**WHAT NEEDS TO BE DONE**
Scan the listing below. Copy each line that contains "block".

---- STORED DATA

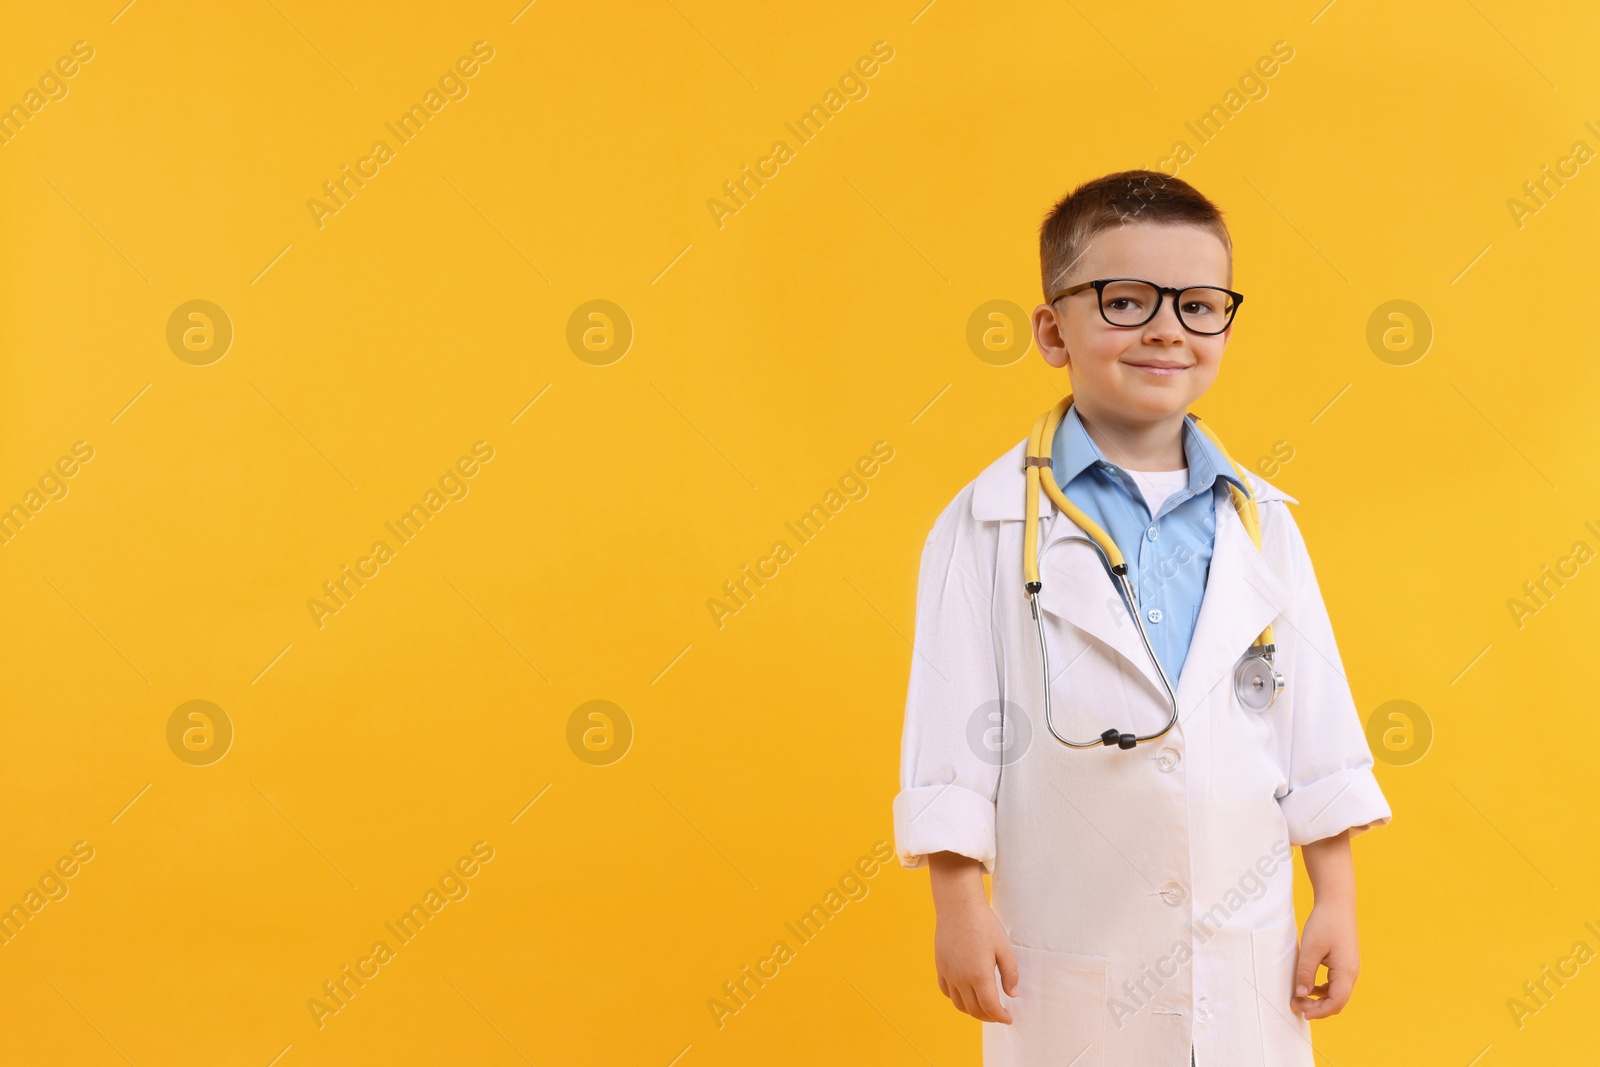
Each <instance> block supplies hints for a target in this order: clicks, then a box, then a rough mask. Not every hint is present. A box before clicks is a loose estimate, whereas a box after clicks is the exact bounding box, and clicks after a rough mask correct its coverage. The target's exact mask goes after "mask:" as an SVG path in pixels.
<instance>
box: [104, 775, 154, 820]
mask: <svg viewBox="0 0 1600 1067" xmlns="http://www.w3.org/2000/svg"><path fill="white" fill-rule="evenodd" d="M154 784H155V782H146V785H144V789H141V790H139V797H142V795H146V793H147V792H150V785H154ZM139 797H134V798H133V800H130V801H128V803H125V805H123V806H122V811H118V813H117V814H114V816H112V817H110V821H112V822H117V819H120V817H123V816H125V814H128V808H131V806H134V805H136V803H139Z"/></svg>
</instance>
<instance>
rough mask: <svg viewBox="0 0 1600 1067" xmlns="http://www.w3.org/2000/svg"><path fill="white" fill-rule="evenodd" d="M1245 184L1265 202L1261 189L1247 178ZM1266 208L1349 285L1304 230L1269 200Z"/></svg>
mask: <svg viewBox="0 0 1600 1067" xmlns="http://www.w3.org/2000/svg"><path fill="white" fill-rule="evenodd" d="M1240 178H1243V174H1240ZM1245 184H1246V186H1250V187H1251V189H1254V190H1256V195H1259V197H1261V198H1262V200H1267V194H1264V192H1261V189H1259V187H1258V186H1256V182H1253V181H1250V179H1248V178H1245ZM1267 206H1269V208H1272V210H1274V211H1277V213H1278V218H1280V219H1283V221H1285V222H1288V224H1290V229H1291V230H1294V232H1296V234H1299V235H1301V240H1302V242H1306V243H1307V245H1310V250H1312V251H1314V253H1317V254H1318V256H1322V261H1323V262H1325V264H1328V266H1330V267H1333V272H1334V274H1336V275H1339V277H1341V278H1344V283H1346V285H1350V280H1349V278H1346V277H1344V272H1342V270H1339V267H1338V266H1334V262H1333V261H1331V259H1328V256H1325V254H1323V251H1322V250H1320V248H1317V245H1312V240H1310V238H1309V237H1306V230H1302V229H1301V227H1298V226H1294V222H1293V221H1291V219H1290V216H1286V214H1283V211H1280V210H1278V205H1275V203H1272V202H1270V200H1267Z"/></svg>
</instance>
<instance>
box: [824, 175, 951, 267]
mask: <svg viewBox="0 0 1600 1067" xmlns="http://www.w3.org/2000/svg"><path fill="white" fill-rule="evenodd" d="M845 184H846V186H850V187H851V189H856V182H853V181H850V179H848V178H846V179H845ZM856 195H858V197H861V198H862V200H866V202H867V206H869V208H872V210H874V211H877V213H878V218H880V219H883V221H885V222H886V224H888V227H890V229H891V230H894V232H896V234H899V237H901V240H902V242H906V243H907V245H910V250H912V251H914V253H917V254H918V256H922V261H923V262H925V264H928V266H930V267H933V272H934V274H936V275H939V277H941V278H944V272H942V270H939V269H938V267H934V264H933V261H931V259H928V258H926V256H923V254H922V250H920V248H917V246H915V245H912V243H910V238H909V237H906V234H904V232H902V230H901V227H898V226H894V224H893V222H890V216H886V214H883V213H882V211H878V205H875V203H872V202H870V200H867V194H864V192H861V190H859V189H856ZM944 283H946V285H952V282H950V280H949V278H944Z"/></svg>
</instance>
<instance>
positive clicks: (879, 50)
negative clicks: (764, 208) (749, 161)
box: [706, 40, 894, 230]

--------
---- STORED DATA

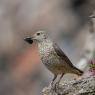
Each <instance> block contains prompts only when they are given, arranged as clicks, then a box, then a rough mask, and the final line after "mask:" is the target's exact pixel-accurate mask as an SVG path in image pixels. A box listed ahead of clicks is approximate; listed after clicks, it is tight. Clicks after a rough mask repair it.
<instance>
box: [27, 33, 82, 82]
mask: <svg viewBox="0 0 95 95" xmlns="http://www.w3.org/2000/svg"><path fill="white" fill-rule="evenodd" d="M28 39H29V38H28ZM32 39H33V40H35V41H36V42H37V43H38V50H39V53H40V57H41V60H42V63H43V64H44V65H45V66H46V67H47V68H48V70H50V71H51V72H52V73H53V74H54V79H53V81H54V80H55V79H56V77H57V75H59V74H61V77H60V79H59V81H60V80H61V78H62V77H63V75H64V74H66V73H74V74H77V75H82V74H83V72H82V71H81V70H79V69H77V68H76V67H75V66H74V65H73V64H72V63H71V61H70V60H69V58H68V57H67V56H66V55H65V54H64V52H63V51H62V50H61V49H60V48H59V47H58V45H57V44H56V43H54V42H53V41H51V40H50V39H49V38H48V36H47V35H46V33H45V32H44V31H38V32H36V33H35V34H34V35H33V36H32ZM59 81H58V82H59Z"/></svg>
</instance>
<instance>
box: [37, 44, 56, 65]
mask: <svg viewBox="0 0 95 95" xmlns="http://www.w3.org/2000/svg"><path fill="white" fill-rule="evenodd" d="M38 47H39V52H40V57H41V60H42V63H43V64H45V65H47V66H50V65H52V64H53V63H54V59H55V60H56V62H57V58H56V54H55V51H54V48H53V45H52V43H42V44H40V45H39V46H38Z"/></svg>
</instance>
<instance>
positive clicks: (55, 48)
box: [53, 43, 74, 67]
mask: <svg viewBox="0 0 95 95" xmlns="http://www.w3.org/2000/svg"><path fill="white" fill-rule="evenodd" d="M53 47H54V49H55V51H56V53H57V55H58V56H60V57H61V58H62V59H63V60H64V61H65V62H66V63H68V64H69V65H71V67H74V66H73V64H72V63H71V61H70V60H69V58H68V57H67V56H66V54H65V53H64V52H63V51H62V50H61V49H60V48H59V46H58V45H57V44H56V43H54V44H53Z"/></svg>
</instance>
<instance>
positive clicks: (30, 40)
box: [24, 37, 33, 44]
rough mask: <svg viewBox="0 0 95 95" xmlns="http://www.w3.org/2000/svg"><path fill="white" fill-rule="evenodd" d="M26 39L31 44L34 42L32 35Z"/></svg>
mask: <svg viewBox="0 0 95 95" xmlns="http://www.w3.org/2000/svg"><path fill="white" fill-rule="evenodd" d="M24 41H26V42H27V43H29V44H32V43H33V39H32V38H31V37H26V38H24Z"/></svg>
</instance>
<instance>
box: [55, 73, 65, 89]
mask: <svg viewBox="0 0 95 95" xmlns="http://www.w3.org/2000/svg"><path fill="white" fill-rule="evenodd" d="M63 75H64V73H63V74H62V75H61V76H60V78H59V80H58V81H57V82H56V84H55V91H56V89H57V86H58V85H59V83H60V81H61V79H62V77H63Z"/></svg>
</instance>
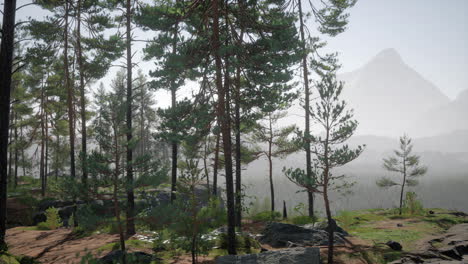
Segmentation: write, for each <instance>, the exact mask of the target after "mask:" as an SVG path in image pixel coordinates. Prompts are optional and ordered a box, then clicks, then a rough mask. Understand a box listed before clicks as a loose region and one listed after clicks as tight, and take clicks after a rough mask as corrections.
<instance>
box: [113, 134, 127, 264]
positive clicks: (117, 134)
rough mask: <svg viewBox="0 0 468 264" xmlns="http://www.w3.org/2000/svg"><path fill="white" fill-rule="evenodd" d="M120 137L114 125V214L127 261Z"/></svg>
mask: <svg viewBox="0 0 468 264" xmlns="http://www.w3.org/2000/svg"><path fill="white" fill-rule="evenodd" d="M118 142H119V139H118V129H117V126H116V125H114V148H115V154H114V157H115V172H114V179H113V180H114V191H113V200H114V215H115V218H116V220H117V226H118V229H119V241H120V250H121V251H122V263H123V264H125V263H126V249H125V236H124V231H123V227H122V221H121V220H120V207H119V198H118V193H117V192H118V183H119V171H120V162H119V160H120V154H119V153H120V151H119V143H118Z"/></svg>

--------
---- STORED DATA

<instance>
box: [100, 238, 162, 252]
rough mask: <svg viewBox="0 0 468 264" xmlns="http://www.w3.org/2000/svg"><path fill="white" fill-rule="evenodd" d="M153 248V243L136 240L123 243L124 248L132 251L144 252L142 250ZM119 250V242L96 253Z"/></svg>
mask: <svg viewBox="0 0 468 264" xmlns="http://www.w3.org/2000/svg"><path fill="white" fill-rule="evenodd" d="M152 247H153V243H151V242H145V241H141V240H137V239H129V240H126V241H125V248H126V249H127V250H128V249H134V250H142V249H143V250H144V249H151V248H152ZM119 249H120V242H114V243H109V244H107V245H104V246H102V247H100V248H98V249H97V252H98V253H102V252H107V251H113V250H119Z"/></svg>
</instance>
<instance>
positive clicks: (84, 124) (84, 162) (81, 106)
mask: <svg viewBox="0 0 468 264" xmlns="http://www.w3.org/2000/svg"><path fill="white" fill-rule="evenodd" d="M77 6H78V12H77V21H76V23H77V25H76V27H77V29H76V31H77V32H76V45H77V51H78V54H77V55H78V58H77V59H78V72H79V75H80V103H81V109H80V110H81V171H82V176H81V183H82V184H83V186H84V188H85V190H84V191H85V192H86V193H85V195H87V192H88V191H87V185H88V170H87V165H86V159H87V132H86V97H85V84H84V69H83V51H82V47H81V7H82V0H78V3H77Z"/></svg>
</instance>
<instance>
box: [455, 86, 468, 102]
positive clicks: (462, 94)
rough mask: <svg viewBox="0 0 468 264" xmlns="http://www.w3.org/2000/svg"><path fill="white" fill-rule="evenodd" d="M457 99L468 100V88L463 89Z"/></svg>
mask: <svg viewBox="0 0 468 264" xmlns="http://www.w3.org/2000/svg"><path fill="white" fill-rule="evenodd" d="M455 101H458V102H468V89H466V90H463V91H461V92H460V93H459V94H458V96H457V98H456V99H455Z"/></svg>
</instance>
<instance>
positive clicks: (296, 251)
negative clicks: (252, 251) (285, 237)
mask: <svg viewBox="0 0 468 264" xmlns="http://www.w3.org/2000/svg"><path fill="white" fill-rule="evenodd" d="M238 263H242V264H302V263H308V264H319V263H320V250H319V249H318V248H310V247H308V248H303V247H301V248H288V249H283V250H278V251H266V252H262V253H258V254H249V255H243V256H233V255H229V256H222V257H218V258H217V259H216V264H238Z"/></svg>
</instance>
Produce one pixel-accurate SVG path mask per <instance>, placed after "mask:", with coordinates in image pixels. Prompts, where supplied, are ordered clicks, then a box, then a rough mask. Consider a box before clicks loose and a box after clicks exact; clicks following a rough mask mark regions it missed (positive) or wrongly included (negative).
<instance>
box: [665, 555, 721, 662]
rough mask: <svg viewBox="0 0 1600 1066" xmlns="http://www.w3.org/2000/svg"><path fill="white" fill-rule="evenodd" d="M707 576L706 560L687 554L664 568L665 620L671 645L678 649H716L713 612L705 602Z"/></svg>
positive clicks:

--------

**EXERCISE ANSWER**
Each <instance> block supplies hints for a target in this order: clicks, then a box, then a rough mask. Not every hint is present. A box before clicks is a loose estimate, whereas a box after clicks is the exact bounding box, and clicks after a rough mask correct its coverage. The target's exact mask goes after "mask:" as an SVG path in pixels.
Each <instance> block contains prompts only when they are given, arranged as clicks, then a box, then a rough mask, and the final line after "mask:" is the target's exact pixel-accurate mask as an SVG path in image pixels. A box listed ahead of clicks is approximate; listed after clicks, it is tight. Clicks after a rough mask repair it.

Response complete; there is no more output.